• Source data
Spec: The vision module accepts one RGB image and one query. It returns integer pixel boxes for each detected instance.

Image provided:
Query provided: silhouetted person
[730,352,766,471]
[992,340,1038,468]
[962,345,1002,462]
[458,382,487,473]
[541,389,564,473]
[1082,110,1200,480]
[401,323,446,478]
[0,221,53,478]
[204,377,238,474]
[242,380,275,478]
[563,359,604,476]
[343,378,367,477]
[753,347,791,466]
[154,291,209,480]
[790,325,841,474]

• Challenge
Reproduce every line of the records above character for character, keeping the blank lines and line breaks where they are.

• Solved problem
Spec: The vision module accepts one RGB image and one query. It returns integer pixel boxes for each detected instance.

Image provided:
Query provided: silhouetted person
[730,352,766,471]
[992,340,1038,468]
[962,345,1002,462]
[458,382,487,473]
[541,389,564,473]
[1082,110,1200,480]
[401,323,446,478]
[0,221,53,478]
[204,377,238,474]
[242,380,275,478]
[563,359,604,476]
[343,378,367,477]
[753,347,791,466]
[154,291,209,480]
[790,325,841,474]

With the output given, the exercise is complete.